▶ [REQUIRED TASK]: Find the line containing "Find the khaki". Return it and every line after it, unchanged, up to and including the last line.

▶ [PROVIDED INFORMATION]:
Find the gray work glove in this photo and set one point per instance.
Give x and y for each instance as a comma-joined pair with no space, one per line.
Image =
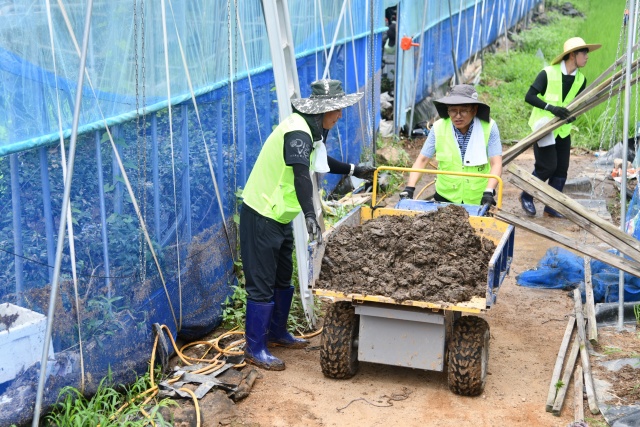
488,198
313,228
559,112
407,193
364,172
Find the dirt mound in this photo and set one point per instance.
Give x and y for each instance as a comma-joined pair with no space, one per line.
434,257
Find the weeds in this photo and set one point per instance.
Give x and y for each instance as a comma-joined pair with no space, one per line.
506,77
609,350
74,409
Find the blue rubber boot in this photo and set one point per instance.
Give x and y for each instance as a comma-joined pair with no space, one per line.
278,334
256,330
558,184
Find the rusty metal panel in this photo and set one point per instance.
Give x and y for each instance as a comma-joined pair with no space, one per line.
399,337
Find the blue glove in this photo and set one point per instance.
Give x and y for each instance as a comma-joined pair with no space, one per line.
407,193
488,198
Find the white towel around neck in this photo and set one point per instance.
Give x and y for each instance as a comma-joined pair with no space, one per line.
476,153
319,161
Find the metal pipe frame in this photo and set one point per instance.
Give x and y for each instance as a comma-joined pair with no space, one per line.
65,207
48,216
103,215
16,206
186,189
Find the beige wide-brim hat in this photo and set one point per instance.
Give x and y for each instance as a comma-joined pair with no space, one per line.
326,95
462,95
573,44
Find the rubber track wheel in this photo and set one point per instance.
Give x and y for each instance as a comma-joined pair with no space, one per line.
339,354
468,356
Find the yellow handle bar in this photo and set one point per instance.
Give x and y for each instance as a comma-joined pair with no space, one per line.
434,172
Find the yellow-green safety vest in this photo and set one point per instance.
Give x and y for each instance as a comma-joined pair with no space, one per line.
458,189
553,96
270,190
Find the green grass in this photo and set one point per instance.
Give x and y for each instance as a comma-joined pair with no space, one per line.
603,25
507,77
74,409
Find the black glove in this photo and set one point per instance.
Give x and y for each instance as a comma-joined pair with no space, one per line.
487,197
560,112
364,172
313,228
407,193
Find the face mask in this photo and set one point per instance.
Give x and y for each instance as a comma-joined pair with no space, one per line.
319,157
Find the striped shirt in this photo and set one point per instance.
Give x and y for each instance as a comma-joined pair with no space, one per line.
494,148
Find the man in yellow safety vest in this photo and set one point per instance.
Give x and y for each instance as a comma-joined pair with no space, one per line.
278,189
464,139
553,89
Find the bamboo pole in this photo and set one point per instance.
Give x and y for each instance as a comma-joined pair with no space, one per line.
578,396
557,369
592,326
555,123
566,378
584,354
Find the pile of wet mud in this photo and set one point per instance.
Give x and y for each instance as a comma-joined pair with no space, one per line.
434,257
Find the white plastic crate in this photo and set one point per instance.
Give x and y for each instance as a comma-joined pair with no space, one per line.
21,344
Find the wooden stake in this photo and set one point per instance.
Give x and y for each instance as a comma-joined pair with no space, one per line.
576,213
584,354
566,378
578,395
557,369
590,310
623,264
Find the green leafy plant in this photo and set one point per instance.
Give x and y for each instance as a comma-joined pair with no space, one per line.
74,409
235,308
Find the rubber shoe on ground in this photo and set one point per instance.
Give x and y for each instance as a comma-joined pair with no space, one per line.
257,328
552,213
526,200
278,334
558,184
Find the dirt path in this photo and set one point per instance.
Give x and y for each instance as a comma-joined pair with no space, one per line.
527,326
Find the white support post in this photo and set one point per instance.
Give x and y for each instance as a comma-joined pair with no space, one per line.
276,15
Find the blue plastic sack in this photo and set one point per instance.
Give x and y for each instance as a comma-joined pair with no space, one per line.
562,269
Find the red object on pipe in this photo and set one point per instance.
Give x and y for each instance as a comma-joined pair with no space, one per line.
406,42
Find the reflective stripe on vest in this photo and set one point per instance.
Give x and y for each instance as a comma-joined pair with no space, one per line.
270,190
553,96
458,189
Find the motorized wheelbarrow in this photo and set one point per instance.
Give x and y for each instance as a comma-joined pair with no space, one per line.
435,336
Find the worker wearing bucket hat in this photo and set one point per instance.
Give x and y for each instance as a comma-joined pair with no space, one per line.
553,89
278,189
464,139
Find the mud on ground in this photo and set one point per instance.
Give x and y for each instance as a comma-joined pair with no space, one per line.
434,257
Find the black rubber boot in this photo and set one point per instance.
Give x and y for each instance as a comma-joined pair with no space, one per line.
526,200
558,184
256,330
278,334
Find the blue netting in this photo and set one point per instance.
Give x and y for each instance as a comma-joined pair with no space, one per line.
562,269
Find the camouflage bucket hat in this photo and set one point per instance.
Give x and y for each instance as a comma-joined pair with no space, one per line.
462,95
326,95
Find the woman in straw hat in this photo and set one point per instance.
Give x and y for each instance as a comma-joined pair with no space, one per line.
278,189
553,89
464,139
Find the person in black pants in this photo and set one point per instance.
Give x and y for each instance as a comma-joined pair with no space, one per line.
553,89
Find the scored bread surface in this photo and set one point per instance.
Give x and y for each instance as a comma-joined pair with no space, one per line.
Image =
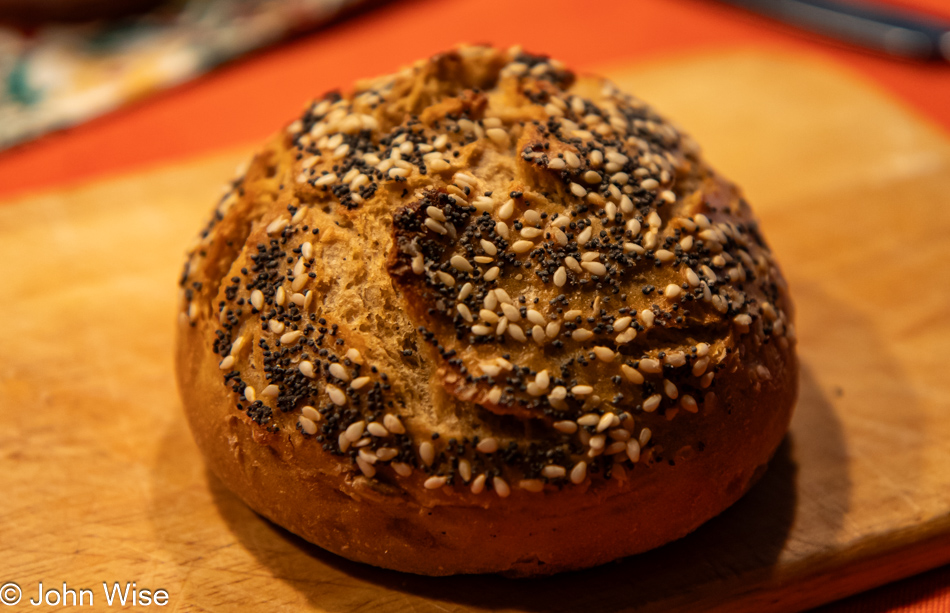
484,315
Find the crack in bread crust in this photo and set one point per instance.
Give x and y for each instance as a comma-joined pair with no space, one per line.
484,273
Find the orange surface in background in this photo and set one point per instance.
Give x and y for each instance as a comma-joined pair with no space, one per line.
242,103
245,101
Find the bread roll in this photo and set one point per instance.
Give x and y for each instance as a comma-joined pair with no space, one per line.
484,315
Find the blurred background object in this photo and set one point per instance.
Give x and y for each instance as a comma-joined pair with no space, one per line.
31,12
54,75
892,30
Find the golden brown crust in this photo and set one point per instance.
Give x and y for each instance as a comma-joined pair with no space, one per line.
377,348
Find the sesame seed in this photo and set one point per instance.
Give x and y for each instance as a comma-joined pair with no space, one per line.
581,334
646,318
669,388
435,226
489,316
487,445
607,420
257,299
427,453
507,209
434,483
588,419
633,450
393,424
522,246
354,431
531,485
478,485
339,372
542,379
386,453
460,263
584,237
652,403
445,278
307,425
365,467
592,177
290,338
435,213
689,403
595,268
494,395
465,312
465,470
336,395
579,473
369,456
377,429
326,179
497,135
277,226
501,487
511,312
632,375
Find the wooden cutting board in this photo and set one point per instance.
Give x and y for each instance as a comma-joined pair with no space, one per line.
102,481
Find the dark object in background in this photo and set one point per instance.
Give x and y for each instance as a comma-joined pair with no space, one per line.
33,12
894,31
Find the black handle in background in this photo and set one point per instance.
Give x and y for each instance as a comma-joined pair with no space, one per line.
890,30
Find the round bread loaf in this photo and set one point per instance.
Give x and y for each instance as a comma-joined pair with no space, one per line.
31,12
484,315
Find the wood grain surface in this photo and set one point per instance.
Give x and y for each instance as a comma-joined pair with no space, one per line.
102,482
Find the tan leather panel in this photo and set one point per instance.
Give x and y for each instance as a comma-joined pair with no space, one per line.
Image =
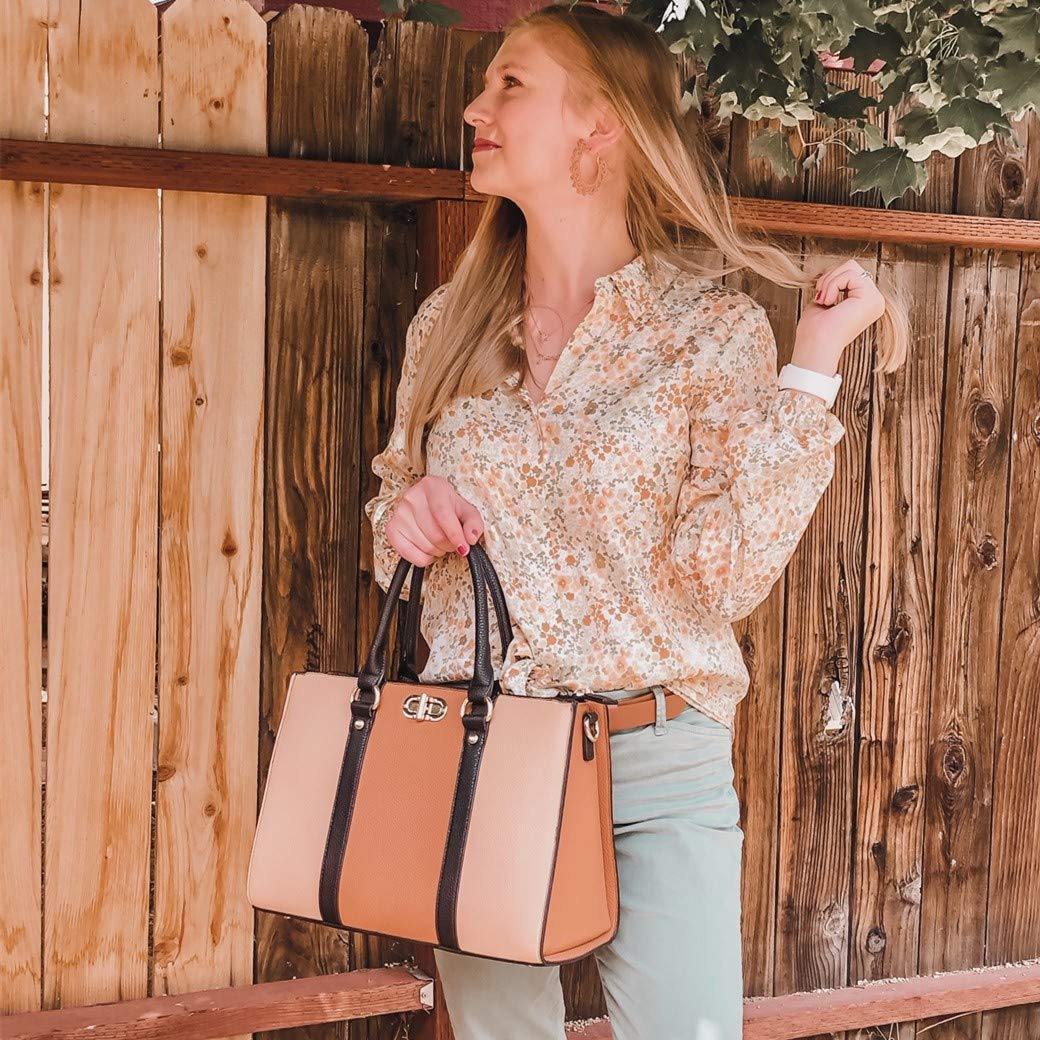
511,847
395,843
301,787
579,901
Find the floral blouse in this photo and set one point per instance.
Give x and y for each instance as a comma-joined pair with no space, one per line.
650,499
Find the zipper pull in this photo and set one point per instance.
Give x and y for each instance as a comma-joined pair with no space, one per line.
590,731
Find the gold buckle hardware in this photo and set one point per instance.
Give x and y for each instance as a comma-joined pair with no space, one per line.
424,706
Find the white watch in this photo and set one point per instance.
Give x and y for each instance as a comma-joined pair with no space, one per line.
820,384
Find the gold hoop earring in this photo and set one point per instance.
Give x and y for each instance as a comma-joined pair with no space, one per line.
586,187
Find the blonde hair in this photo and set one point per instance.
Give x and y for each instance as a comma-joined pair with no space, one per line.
676,199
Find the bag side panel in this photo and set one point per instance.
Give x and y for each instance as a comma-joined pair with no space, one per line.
579,915
512,841
288,846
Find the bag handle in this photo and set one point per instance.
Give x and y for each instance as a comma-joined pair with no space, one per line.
371,676
408,626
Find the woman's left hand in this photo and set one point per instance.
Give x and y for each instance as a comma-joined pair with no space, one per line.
831,322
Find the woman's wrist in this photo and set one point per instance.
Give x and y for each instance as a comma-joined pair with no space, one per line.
816,357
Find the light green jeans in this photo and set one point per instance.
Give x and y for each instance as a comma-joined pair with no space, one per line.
673,970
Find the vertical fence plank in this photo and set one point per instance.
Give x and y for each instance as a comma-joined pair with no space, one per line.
965,696
1013,911
23,55
417,100
102,563
757,729
319,93
899,600
1013,905
214,83
821,647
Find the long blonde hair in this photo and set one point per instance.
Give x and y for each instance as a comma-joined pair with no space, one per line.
676,199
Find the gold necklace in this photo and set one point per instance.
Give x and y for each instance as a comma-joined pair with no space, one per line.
543,336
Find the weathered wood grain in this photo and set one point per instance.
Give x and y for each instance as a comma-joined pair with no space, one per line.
214,82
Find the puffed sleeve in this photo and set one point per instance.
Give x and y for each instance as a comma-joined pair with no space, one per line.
391,465
760,459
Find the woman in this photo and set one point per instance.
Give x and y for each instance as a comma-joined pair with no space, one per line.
611,421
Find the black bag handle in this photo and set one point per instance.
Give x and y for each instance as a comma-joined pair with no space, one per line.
409,625
371,676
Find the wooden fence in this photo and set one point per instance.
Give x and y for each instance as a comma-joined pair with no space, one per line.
211,372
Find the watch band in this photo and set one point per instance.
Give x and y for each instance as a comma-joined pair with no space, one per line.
820,384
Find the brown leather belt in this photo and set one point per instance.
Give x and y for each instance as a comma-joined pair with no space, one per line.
634,711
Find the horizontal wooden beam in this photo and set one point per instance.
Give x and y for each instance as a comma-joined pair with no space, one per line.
66,162
210,1014
215,1013
876,1003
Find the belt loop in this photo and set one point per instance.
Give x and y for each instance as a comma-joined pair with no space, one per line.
659,718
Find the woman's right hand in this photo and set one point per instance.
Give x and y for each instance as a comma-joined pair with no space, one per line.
432,518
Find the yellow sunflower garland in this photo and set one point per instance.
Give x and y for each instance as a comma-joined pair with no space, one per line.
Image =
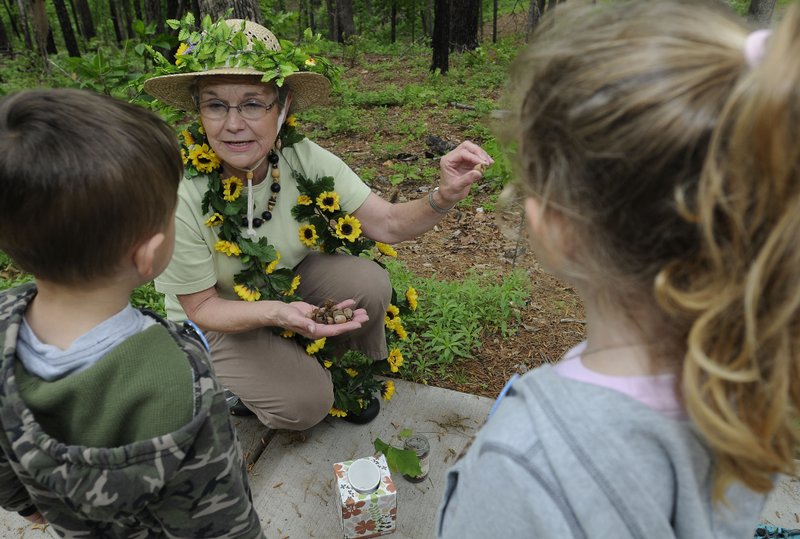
324,223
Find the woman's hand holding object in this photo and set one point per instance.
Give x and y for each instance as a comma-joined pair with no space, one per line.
460,168
295,317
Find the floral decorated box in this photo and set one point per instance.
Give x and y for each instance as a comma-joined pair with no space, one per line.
363,513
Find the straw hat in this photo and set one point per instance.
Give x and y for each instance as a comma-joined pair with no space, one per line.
308,88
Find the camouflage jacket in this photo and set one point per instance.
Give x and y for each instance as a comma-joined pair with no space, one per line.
190,483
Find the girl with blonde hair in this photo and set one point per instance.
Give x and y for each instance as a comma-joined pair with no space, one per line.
658,150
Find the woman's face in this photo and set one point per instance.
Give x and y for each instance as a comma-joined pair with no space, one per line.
238,142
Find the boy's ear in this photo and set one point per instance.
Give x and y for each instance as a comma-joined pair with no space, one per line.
144,255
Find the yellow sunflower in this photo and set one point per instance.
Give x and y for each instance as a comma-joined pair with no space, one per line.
315,346
388,390
329,200
385,249
308,235
411,297
395,359
274,264
215,220
228,248
246,293
348,228
181,50
400,330
392,312
293,287
188,140
335,412
232,188
203,158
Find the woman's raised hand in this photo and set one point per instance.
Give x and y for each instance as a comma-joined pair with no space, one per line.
295,317
460,169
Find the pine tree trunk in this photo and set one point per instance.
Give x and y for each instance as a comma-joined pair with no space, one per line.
347,25
393,18
441,36
66,28
760,11
464,28
242,9
23,22
41,28
534,16
5,43
112,9
494,21
333,20
85,15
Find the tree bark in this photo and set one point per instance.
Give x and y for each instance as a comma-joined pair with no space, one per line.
426,14
113,12
534,16
393,18
66,28
23,21
347,25
41,27
242,9
84,15
5,43
441,36
12,19
494,21
464,28
760,11
333,20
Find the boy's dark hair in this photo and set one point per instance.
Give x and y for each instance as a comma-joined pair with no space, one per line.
83,178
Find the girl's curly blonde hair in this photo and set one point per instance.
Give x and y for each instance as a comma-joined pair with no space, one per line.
677,165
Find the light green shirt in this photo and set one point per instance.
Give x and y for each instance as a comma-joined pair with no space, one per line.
196,266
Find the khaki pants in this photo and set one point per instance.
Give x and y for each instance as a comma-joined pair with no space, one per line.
273,376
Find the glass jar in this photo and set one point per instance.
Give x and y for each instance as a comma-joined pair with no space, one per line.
364,476
419,444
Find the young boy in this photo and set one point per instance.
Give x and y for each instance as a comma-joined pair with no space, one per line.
112,423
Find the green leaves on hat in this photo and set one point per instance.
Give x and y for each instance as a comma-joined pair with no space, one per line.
217,45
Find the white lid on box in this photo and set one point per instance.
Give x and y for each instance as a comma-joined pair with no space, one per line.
364,475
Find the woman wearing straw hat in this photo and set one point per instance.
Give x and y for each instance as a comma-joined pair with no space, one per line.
235,222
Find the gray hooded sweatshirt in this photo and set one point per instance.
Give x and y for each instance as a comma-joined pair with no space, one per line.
563,458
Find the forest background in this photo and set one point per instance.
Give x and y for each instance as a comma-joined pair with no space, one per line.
416,78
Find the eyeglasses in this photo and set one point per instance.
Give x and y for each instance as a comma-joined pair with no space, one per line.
249,110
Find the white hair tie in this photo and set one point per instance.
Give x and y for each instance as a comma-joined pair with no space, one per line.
754,47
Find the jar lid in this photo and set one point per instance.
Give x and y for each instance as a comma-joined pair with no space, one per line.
364,475
417,443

▶ [OUTPUT FOR THIS EXERCISE]:
Find the khaki pants in this photo and set one point per instance.
Give x and y for each instance as a comma-joined pair with no space, one per line.
273,376
Find the glass jar in this photo and set one point per instance.
Give x and y for each instance as a comma-joined pair with no space, one per line.
364,476
419,444
Find the young boy in this photo and set one point per instance.
Give x and y for each instance as a comma-joined pair with no space, one per line.
112,423
Find the green leaves on hat in this photo and set one point per instance.
Give x and y for each instance as a comma-joined pair with no space, one per line.
217,45
Find the white lid on box in this photo and set one point per instance.
Give x and y for each instance as a comma-joined pair with no space, one per line.
364,475
Find the woman wearing straw hat in this photo and set one point per instance.
Give x and y for each instance as a comma-joined pair with no space, one per line.
235,222
Find the gray hooded sweatshirt in this photo and set one point per instance.
Give x and y for each instance as a comma-joined pair with no space, one per line.
563,458
Find the forest background in this photo and set one point per instance.
Give x and y for each instance as a comma-joined pair with no space, one per line.
416,78
Find the eyeglasses in this photo and set one point per instance.
Give x and y for each instance as a comma-joined pair with no space, one per line.
249,110
Find the white hair tie in this photo and set one point per instance.
Give x and y for each instance as a comma-joined pair with no space, one per line.
754,47
Find the jar lid in this photo and set one point per instance.
Give x and y for each instance as a comma-joined pair with no space, one per line.
364,475
417,443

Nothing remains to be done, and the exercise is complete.